- Pointing dataset records
____________
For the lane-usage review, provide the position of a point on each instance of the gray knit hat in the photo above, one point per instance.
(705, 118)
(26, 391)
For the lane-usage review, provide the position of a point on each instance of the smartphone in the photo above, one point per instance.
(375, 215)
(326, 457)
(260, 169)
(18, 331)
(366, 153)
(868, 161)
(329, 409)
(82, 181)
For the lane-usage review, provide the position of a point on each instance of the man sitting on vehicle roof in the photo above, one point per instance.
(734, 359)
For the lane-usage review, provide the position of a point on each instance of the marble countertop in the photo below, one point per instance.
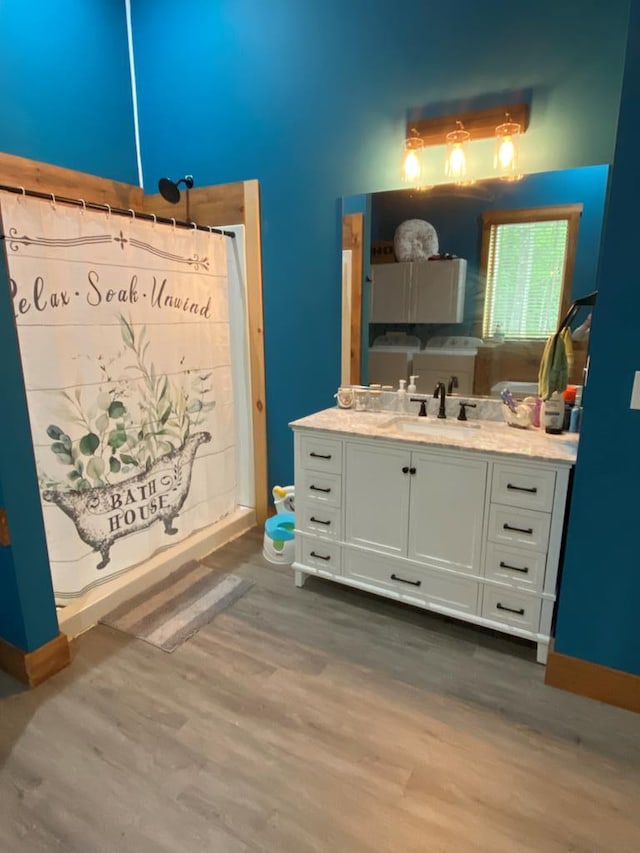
(487, 437)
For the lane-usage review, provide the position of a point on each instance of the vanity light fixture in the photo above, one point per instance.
(455, 166)
(511, 119)
(412, 159)
(505, 160)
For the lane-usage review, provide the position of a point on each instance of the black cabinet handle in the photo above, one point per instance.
(503, 565)
(519, 612)
(395, 577)
(527, 530)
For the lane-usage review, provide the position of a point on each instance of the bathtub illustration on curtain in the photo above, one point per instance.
(132, 466)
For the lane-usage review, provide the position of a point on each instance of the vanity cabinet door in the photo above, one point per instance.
(377, 497)
(447, 511)
(390, 290)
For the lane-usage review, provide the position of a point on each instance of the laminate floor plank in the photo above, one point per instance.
(314, 720)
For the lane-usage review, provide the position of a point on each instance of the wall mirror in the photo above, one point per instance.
(478, 320)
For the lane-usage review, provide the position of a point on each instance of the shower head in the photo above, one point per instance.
(169, 189)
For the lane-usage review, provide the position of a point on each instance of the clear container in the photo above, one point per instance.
(374, 400)
(362, 399)
(388, 401)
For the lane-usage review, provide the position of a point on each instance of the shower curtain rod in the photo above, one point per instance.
(122, 211)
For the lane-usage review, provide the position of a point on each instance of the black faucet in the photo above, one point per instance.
(441, 391)
(423, 405)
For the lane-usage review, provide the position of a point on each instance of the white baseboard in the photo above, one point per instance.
(82, 614)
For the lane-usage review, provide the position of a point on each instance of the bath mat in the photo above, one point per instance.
(171, 611)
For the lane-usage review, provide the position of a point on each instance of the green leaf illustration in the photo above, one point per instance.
(104, 400)
(89, 443)
(95, 467)
(117, 438)
(116, 409)
(63, 457)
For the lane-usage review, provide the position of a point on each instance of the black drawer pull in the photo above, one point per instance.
(519, 612)
(503, 565)
(505, 526)
(395, 577)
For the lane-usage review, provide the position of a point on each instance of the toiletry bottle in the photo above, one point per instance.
(402, 395)
(553, 414)
(576, 412)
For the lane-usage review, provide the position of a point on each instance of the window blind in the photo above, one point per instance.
(525, 275)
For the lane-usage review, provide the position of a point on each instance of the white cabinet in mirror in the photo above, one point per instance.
(441, 300)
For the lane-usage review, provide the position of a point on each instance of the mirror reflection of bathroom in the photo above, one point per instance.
(508, 260)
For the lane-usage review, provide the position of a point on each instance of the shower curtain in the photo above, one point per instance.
(124, 336)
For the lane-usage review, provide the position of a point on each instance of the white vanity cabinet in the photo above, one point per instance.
(473, 535)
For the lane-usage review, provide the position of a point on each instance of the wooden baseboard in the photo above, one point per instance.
(612, 686)
(33, 668)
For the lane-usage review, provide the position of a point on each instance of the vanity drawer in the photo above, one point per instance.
(511, 608)
(325, 521)
(519, 568)
(324, 556)
(412, 582)
(319, 487)
(523, 487)
(320, 454)
(520, 527)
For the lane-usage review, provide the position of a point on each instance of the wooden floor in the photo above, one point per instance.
(315, 719)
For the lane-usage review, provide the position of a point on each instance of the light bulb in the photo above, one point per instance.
(506, 153)
(411, 168)
(457, 162)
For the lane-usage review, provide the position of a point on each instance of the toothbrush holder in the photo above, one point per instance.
(521, 418)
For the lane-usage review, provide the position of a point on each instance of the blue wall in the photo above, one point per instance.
(66, 95)
(66, 100)
(599, 612)
(312, 99)
(456, 214)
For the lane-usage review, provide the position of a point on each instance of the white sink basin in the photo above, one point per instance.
(430, 426)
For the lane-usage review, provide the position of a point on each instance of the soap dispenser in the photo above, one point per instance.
(402, 395)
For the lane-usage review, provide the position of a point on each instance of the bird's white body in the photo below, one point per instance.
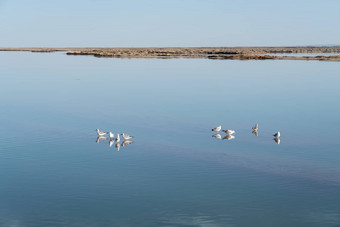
(126, 136)
(117, 146)
(218, 136)
(255, 132)
(256, 127)
(101, 138)
(229, 137)
(125, 143)
(100, 133)
(277, 135)
(229, 132)
(111, 135)
(217, 129)
(277, 140)
(118, 138)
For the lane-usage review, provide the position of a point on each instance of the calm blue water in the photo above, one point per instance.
(53, 173)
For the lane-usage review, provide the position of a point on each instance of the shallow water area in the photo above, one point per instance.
(54, 172)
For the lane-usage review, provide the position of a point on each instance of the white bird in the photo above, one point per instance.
(229, 132)
(118, 138)
(277, 140)
(217, 129)
(228, 137)
(218, 136)
(255, 132)
(126, 136)
(111, 135)
(277, 135)
(125, 143)
(100, 133)
(100, 138)
(256, 127)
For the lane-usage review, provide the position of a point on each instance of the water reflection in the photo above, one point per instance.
(100, 138)
(217, 136)
(114, 141)
(255, 132)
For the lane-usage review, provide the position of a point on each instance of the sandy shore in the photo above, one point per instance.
(230, 53)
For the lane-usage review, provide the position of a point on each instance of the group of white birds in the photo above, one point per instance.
(112, 139)
(230, 133)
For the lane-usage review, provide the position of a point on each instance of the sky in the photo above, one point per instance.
(168, 23)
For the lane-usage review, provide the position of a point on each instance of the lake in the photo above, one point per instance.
(54, 172)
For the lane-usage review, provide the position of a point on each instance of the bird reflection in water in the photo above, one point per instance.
(100, 138)
(228, 137)
(217, 136)
(255, 132)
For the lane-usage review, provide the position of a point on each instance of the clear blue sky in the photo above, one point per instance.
(138, 23)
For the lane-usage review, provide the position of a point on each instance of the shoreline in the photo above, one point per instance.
(218, 53)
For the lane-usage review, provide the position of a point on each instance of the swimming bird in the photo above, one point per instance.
(255, 132)
(277, 135)
(256, 127)
(101, 133)
(277, 140)
(228, 137)
(126, 136)
(111, 135)
(229, 132)
(118, 138)
(217, 129)
(218, 136)
(126, 142)
(100, 138)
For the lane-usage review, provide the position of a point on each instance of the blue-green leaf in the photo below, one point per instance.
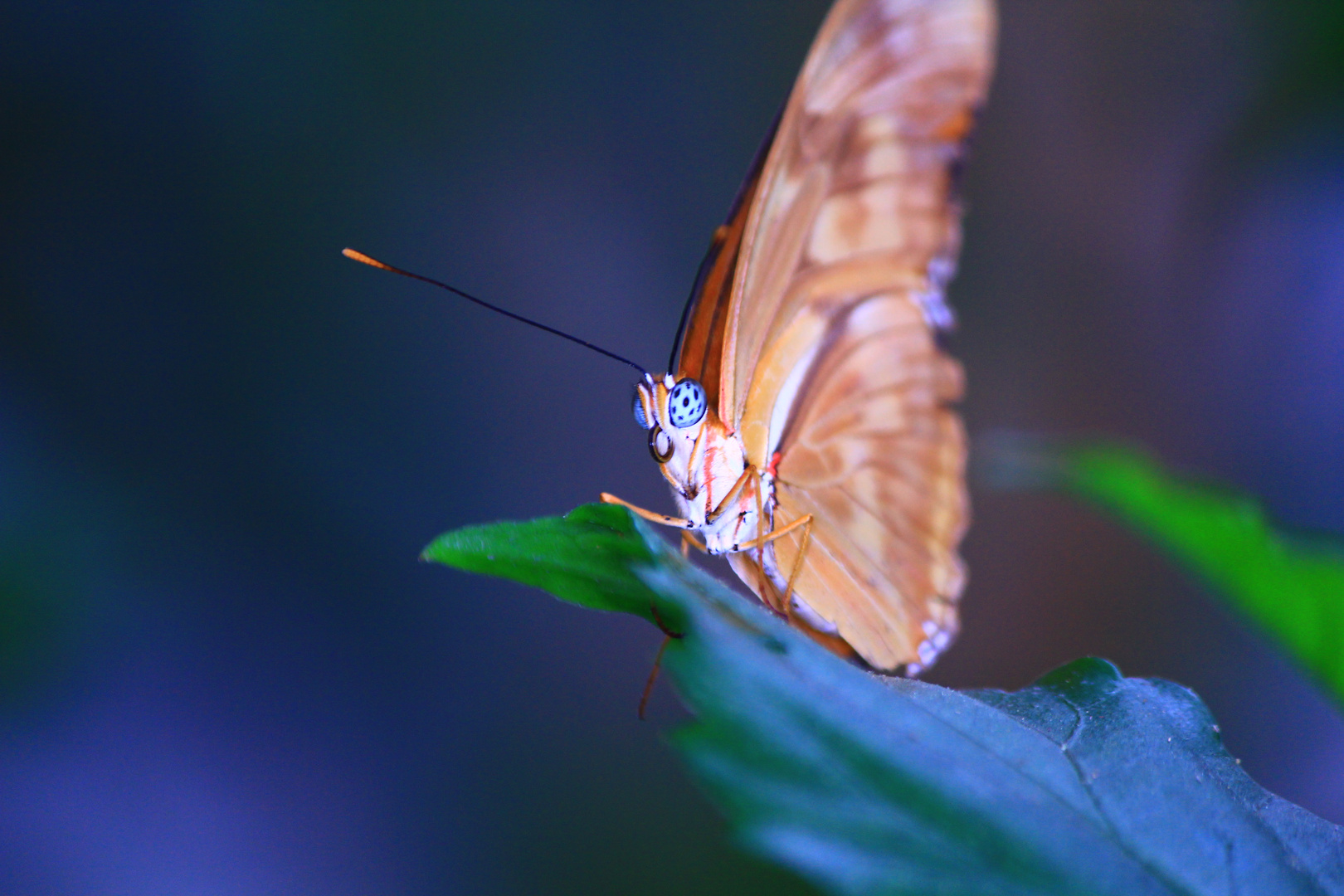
(1085, 783)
____________
Set every line down exactly as written, leaving each picture out.

- Task response
For the lane-usage review, provide the position of a point on each instance of the gray knit hat in the photo above, one point per instance.
(705, 118)
(26, 391)
For the lane-usage review, provide the position of a point on each instance of the smartphone in the photo above, one point per instance.
(375, 215)
(326, 457)
(260, 169)
(18, 331)
(366, 153)
(868, 161)
(329, 409)
(82, 181)
For the lane-usage review, provide the position of a point on each instance of the man sitting on vehicle roof in the photo above, one point per instance.
(734, 359)
For the lane-usage review, provide the position of a point on each instance of the marble countertop in the photo below, one point per instance.
(487, 437)
For the lane-usage review, provide the position of a point on each instance of the vanity light fixture in the photo above, one point per instance.
(455, 166)
(511, 119)
(412, 159)
(505, 160)
For the lane-usage review, provide the position of a point on each instance of the black cabinet handle in the photo above, one point per instance.
(503, 565)
(519, 612)
(395, 577)
(527, 530)
For the lane-usage review, provide the position of a point on each instance of the bathtub illustration on curtain in the photo above, one point per instance.
(132, 466)
For the lane-usage review, provide the position of a point on each instance of the vanity cabinet door in the photo above, one point per instance.
(377, 497)
(447, 511)
(390, 290)
For the lane-usage review, provide the position of a point on each instance of the laminate floor plank in the photo above, one point per instance.
(314, 720)
For the lane-usage review, provide the position of a point on each instance of the wall mirror in the photo above, one point per instance.
(478, 320)
For the lane-usage review, provide the position of a point on each instance of the shower head in the photo above, one point per instance.
(169, 189)
For the lane-usage review, provide the position of a point on each instance of the clear container in the photo above, one point per instance.
(374, 400)
(362, 399)
(388, 401)
For the lane-usage review, provide the position of a point on each instance of the shower curtain rod in the photo above, one point per instance.
(122, 211)
For the lane-usage review, provide the position of a point on each instance of the black faucet in the photo above, one point per instance.
(441, 391)
(423, 405)
For the lane-usage review, provide the position of a point on each instance of the white baseboard in the photo above, one point per instance.
(82, 614)
For the lane-usage review, provide the position of a point on each instance of the bath mat in the photo above, one point per instance.
(171, 611)
For the lane-usage review, provide the position of a point on each instance of the green leaf illustration in the photo above, one point per instance.
(104, 400)
(89, 443)
(95, 467)
(117, 438)
(116, 409)
(63, 457)
For the lane-usage review, provide the position of a point on each instance of the black drawer pull in the photo above, one point per instance.
(519, 612)
(503, 565)
(505, 526)
(395, 577)
For the lane-usage review, provide the position of a point on each instance of the toiletry bottle in the photo above, one point per instance.
(402, 395)
(553, 414)
(576, 412)
For the lane-usage review, provide the position of a point on each instance of the window blind in the photo above, one point per instance.
(525, 275)
For the lane-usage review, provide the position of a point on each instance of the white cabinet in mirror in the photo above, one point per instance.
(441, 300)
For the lane-usage review, provide the position of a point on each instance of the mirror reflection of bathroom in the photo above, one point per instance.
(508, 260)
For the lane-usage review, provide the position of a point on each instance of the shower curtain in the photo above, one point per instance.
(124, 336)
For the lane-usage review, provide the position of a point on each instance of the white vanity cabinet in the photo above, one point per instance.
(473, 535)
For the lane-usage review, provide the position of a point on each instance of the wooden baseboard in the photo above, one point per instance.
(612, 686)
(33, 668)
For the lane-usage review, provide the position of a point on each instance of the vanity drawer in the photo above, one point per instance.
(511, 608)
(325, 521)
(519, 568)
(324, 556)
(412, 582)
(319, 487)
(523, 487)
(320, 454)
(520, 527)
For the lane-usage review, provide the position of a point on each instance of the wooden floor in the photo above, one point per instance.
(315, 719)
For the lane-usage review, provide the position of a point on each instance of the light bulb in the photo above, one point per instance.
(506, 153)
(411, 168)
(457, 162)
For the lane-usage review, provide the position of a point on each instance of the toothbrush holder in the photo above, one point per instance.
(521, 418)
For the lane-usage review, provide the position of a point on each instance of the blue wall in the photo above, one point per instance.
(66, 95)
(66, 100)
(599, 612)
(312, 99)
(456, 214)
For the lane-usage review, provide the position of a point on each instance of the white sink basin in the photo above, one point per instance.
(430, 426)
For the lane-usage review, provide the position of a point on each instance of the soap dispenser in the photo above, one point per instance.
(402, 395)
For the lane-usage review, provide the position of a point on each instance of the bird's white body in the photo below, one point per instance.
(126, 136)
(117, 146)
(218, 136)
(255, 132)
(256, 127)
(101, 138)
(229, 137)
(125, 143)
(100, 133)
(277, 135)
(229, 132)
(111, 135)
(217, 129)
(277, 140)
(118, 138)
For the lane-usage review, provide the position of a point on each instance of the calm blue water in the photo above, one point per instance.
(53, 173)
For the lane-usage review, provide the position of a point on each instance of the shallow water area in the photo above, one point per instance.
(54, 172)
For the lane-usage review, provide the position of a point on each instance of the white bird in the photo above, one point per instance.
(229, 132)
(118, 138)
(277, 140)
(217, 129)
(228, 137)
(218, 136)
(255, 132)
(126, 136)
(111, 135)
(277, 135)
(125, 143)
(100, 133)
(100, 138)
(256, 127)
For the lane-usage review, provide the position of a point on each instance of the water reflection in the photo above, one point per instance.
(100, 138)
(217, 136)
(114, 141)
(255, 132)
For the lane-usage review, provide the position of a point on each instance of the sandy shore in the photo above, one point per instance.
(230, 53)
For the lane-usage review, provide the position of a point on each instance of the group of white birds in the photo above, one point per instance.
(112, 139)
(230, 133)
For the lane-usage review, provide the position of a point on each instance of the sky in the photo above, one point per instance.
(168, 23)
For the lane-usage review, provide the position of a point on each instance of the lake in the photo above, one point per instance.
(54, 172)
For the lane-usage review, provide the position of a point on each instance of the bird reflection in water in the photo above, one point per instance.
(100, 138)
(228, 137)
(217, 136)
(255, 132)
For the lane-usage review, provide the position of a point on each instance of the clear blue sky in the photo above, one point per instance.
(138, 23)
For the lane-usage review, provide the position of a point on each instance of the shoreline in the photo above, one point per instance.
(218, 53)
For the lane-usage review, provide the position of a point on each instance of the swimming bird in the photo above, one point per instance.
(255, 132)
(277, 135)
(256, 127)
(101, 133)
(277, 140)
(228, 137)
(126, 136)
(111, 135)
(229, 132)
(118, 138)
(217, 129)
(218, 136)
(126, 142)
(100, 138)
For the lane-usage review, provide the position of a point on each instance of the blue-green leaf in the photo below, one point per instance.
(1085, 783)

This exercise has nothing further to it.